→ Information given:
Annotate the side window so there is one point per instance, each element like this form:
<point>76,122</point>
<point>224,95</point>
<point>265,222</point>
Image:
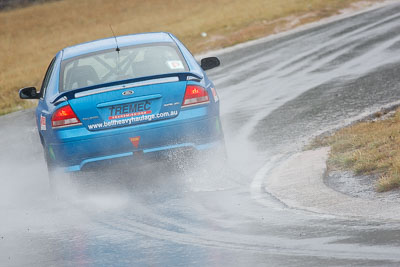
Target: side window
<point>47,78</point>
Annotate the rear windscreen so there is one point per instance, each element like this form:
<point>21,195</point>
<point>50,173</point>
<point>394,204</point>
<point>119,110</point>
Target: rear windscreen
<point>111,65</point>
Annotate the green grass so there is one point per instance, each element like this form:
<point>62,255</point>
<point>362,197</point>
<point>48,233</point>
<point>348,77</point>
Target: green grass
<point>370,147</point>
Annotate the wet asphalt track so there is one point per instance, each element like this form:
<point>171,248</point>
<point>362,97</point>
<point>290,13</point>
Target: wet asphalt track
<point>275,96</point>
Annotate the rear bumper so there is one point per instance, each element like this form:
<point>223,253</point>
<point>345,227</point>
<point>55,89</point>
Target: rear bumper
<point>78,150</point>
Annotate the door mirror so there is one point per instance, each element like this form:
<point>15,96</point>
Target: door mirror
<point>28,93</point>
<point>209,63</point>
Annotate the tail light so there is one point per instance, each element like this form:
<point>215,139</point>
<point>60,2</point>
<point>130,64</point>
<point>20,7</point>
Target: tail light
<point>195,95</point>
<point>63,117</point>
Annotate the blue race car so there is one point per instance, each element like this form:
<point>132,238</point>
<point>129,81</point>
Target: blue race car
<point>125,97</point>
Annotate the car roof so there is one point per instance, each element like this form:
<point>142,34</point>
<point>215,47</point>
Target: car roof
<point>109,43</point>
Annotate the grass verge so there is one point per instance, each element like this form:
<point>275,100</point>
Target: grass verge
<point>31,36</point>
<point>369,147</point>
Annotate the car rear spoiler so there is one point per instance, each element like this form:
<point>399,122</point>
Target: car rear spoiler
<point>105,87</point>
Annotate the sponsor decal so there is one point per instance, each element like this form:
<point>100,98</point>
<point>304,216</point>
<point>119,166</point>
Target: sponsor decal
<point>214,92</point>
<point>42,123</point>
<point>175,64</point>
<point>130,110</point>
<point>90,118</point>
<point>132,120</point>
<point>128,92</point>
<point>135,141</point>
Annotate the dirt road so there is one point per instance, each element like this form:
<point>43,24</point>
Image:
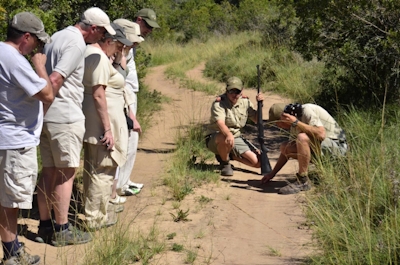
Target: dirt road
<point>245,223</point>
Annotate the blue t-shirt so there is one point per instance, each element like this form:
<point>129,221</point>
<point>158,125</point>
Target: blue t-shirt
<point>21,115</point>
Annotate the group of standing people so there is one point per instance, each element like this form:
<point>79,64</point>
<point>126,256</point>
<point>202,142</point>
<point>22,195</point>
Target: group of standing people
<point>80,94</point>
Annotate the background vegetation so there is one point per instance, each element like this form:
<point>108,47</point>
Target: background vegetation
<point>343,55</point>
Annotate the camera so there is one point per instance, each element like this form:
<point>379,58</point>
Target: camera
<point>294,109</point>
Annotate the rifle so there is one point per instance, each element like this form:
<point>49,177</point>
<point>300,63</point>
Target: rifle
<point>265,165</point>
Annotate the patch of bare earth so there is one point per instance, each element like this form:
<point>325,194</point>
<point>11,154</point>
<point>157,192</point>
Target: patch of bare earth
<point>244,223</point>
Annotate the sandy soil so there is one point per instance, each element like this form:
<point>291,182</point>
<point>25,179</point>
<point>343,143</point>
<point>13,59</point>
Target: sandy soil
<point>245,223</point>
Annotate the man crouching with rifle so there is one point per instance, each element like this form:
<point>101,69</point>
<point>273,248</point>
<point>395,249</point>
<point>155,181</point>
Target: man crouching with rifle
<point>229,114</point>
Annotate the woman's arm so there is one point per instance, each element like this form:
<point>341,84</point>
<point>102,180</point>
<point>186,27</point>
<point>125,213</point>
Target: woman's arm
<point>99,96</point>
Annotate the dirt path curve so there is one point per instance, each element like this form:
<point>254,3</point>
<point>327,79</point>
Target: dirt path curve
<point>245,223</point>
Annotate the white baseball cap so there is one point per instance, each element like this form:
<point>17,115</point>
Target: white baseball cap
<point>96,16</point>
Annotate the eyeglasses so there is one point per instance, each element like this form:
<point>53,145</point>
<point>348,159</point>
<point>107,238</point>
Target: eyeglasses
<point>234,91</point>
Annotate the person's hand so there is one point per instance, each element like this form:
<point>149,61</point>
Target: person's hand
<point>230,140</point>
<point>108,140</point>
<point>267,177</point>
<point>286,117</point>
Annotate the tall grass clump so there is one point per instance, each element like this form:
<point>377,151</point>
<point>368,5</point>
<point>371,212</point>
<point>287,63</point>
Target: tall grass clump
<point>180,58</point>
<point>282,70</point>
<point>356,205</point>
<point>188,168</point>
<point>114,246</point>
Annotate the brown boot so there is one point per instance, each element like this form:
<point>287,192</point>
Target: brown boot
<point>226,169</point>
<point>302,184</point>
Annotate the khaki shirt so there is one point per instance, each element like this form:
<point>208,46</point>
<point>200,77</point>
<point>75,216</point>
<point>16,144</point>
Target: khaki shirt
<point>315,115</point>
<point>235,116</point>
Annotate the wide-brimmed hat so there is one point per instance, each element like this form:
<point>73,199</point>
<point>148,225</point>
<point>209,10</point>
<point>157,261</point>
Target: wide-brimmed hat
<point>132,30</point>
<point>28,22</point>
<point>149,16</point>
<point>275,111</point>
<point>234,83</point>
<point>96,16</point>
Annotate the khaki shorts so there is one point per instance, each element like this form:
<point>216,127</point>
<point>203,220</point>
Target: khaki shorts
<point>61,144</point>
<point>18,169</point>
<point>333,147</point>
<point>239,147</point>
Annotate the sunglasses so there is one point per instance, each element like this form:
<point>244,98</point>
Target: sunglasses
<point>234,91</point>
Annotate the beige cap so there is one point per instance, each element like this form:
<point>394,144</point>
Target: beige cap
<point>132,30</point>
<point>28,22</point>
<point>96,16</point>
<point>275,111</point>
<point>234,83</point>
<point>149,16</point>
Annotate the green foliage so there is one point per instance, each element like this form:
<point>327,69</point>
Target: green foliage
<point>358,40</point>
<point>177,247</point>
<point>181,216</point>
<point>355,209</point>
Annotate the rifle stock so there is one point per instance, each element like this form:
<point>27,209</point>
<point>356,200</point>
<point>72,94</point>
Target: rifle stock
<point>265,164</point>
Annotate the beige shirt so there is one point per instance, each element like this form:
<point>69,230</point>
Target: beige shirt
<point>317,116</point>
<point>235,116</point>
<point>99,71</point>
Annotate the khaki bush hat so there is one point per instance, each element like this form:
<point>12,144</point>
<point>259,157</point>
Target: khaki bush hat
<point>119,35</point>
<point>96,16</point>
<point>28,22</point>
<point>149,16</point>
<point>234,83</point>
<point>132,30</point>
<point>275,111</point>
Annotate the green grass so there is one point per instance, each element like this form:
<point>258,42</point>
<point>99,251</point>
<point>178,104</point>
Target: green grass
<point>355,207</point>
<point>282,71</point>
<point>188,167</point>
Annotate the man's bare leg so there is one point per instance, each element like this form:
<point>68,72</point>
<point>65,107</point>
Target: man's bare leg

→ Written instruction: Can you write out all the items above again with "Annotate" swapped for "Mark" and everything else left as is? Leave the pictures out.

→ Exercise output:
Mark the side window so there is one point per instance, each element like this form:
<point>76,122</point>
<point>224,95</point>
<point>265,222</point>
Image:
Target: side window
<point>47,78</point>
Mark the rear windscreen so there is one point per instance, each element like this form:
<point>21,195</point>
<point>50,173</point>
<point>394,204</point>
<point>119,110</point>
Target: rear windscreen
<point>111,65</point>
Mark the green grass so there is one point per instance, each element like this form:
<point>62,255</point>
<point>362,197</point>
<point>48,233</point>
<point>348,77</point>
Target: green grass
<point>370,147</point>
Mark the wet asphalt track so there is one point per instance, each element like this form:
<point>171,248</point>
<point>362,97</point>
<point>290,13</point>
Target: wet asphalt track
<point>275,96</point>
Mark the rear bumper so there is one point per instance, each element like this form:
<point>223,253</point>
<point>345,227</point>
<point>55,89</point>
Target: rear bumper
<point>78,150</point>
Mark the door mirror so there is one point per instance, each element like this form:
<point>15,96</point>
Target: door mirror
<point>28,93</point>
<point>209,63</point>
Mark the tail light so there is one point per instance, each element like this form:
<point>215,139</point>
<point>60,2</point>
<point>130,64</point>
<point>20,7</point>
Target: tail light
<point>195,95</point>
<point>63,117</point>
Mark the blue race car so there is one point per instance, each element like this form:
<point>132,238</point>
<point>129,81</point>
Target: blue race car
<point>125,97</point>
Mark the car roof so there is one point per instance, each element like this form:
<point>142,34</point>
<point>215,47</point>
Target: car roof
<point>109,43</point>
Mark the grass verge so there is one point per instance, each element like this form:
<point>275,100</point>
Target: grass verge
<point>31,36</point>
<point>369,147</point>
Mark the car rear spoiler so there is one point per instance, each element like this form:
<point>399,122</point>
Target: car rear spoiler
<point>105,87</point>
Mark the sponsor decal so there is one point per instance, each element like this form:
<point>100,98</point>
<point>304,216</point>
<point>119,166</point>
Target: sponsor decal
<point>214,92</point>
<point>42,123</point>
<point>175,64</point>
<point>130,110</point>
<point>90,118</point>
<point>132,120</point>
<point>128,92</point>
<point>135,141</point>
Mark the dirt road so there is one point per instance, each element like this form:
<point>43,24</point>
Image:
Target: dirt road
<point>245,223</point>
Mark the blue t-shirt so there is one point per instance, each element like this form:
<point>129,221</point>
<point>158,125</point>
Target: blue t-shirt
<point>21,115</point>
Mark the group of standing people so there is one point per instance, each element like this form:
<point>79,64</point>
<point>126,256</point>
<point>202,142</point>
<point>22,195</point>
Target: group of standing people
<point>80,94</point>
Mark the background vegetation so there is one point per instance, each element like this form:
<point>108,47</point>
Target: background vegetation
<point>343,55</point>
Mark the camera so there is one point per instance, each element like this form:
<point>379,58</point>
Target: camera
<point>294,109</point>
Mark the rifle so there is one point per instance, each element like this form:
<point>49,177</point>
<point>300,63</point>
Target: rifle
<point>265,165</point>
Mark the patch of bare earth so there is one point per instance, each element like this form:
<point>325,194</point>
<point>11,154</point>
<point>157,192</point>
Target: patch of bare earth
<point>244,223</point>
Mark the sandy soil so there is one point per instance, each element like this form:
<point>291,182</point>
<point>25,179</point>
<point>343,143</point>
<point>13,59</point>
Target: sandy soil
<point>245,223</point>
Mark the man crouching with rifle so there is one point per instance, each element like this form:
<point>101,69</point>
<point>273,248</point>
<point>395,249</point>
<point>155,181</point>
Target: man crouching with rifle
<point>229,114</point>
Mark the woman's arm so there is one point per instance, each element like this form:
<point>341,84</point>
<point>102,180</point>
<point>186,27</point>
<point>125,213</point>
Target: woman's arm
<point>99,96</point>
Mark the dirt path curve so there is one point per instance, each element like this form:
<point>254,3</point>
<point>327,79</point>
Target: dirt path curve
<point>245,223</point>
Mark the white baseball cap so there is one point per instance, each element like this form:
<point>17,115</point>
Target: white baseball cap
<point>96,16</point>
Mark the eyeglasses so there is one point per instance, each element like this form:
<point>53,145</point>
<point>348,159</point>
<point>107,238</point>
Target: eyeglasses
<point>234,91</point>
Mark the person's hand so there is one point per instance, each element like this form:
<point>149,61</point>
Target: person's hand
<point>230,140</point>
<point>108,140</point>
<point>267,177</point>
<point>286,117</point>
Mark the tall grass clump so there is one point per instance, each element like this form:
<point>377,151</point>
<point>368,5</point>
<point>371,212</point>
<point>287,63</point>
Target: tall grass clump
<point>180,58</point>
<point>282,70</point>
<point>356,205</point>
<point>188,168</point>
<point>114,246</point>
Mark the brown boot so there is one point per instance, each element like this form:
<point>287,192</point>
Target: brown boot
<point>226,169</point>
<point>302,184</point>
Mark the khaki shirt so there is one point per instance, each element like this form:
<point>208,46</point>
<point>200,77</point>
<point>75,216</point>
<point>16,144</point>
Target: khaki shirt
<point>315,115</point>
<point>235,116</point>
Mark the wide-brimmed hat so there is one point per instance, each element like this form:
<point>73,199</point>
<point>148,225</point>
<point>209,10</point>
<point>157,261</point>
Target: wide-brimmed hat
<point>132,30</point>
<point>28,22</point>
<point>149,16</point>
<point>275,111</point>
<point>234,83</point>
<point>96,16</point>
Mark the khaki shorts so there is one point per instance, each element like this form:
<point>216,127</point>
<point>203,220</point>
Target: khaki shorts
<point>61,144</point>
<point>18,169</point>
<point>333,147</point>
<point>239,147</point>
Mark the sunglasses so there is one point per instance, each element like this form:
<point>244,98</point>
Target: sunglasses
<point>234,91</point>
Mark the beige cap so there is one point per instance, each element like this form:
<point>394,144</point>
Target: beige cap
<point>132,30</point>
<point>28,22</point>
<point>96,16</point>
<point>275,111</point>
<point>234,83</point>
<point>149,16</point>
Mark the green foliage so there is one point per instance, each element like this form:
<point>327,69</point>
Target: green foliage
<point>358,40</point>
<point>177,247</point>
<point>181,216</point>
<point>355,209</point>
Mark the rifle stock so there is one point per instance, each element like this form:
<point>27,209</point>
<point>356,200</point>
<point>72,94</point>
Target: rifle stock
<point>265,164</point>
Mark the beige shirt so there is one point per instance, each element like this form:
<point>69,230</point>
Target: beige shirt
<point>317,116</point>
<point>235,116</point>
<point>99,71</point>
Mark the khaki bush hat so there is one point per instance, each element like this form:
<point>12,144</point>
<point>259,157</point>
Target: khaki bush hat
<point>119,35</point>
<point>96,16</point>
<point>28,22</point>
<point>149,16</point>
<point>234,83</point>
<point>132,30</point>
<point>275,111</point>
Mark the green grass so there is one point per instance, each element like this form:
<point>258,42</point>
<point>99,251</point>
<point>178,104</point>
Target: green grass
<point>355,207</point>
<point>282,71</point>
<point>188,167</point>
Mark the man's bare leg so there is one point per instance, each element like this form:
<point>68,72</point>
<point>65,107</point>
Target: man's bare leg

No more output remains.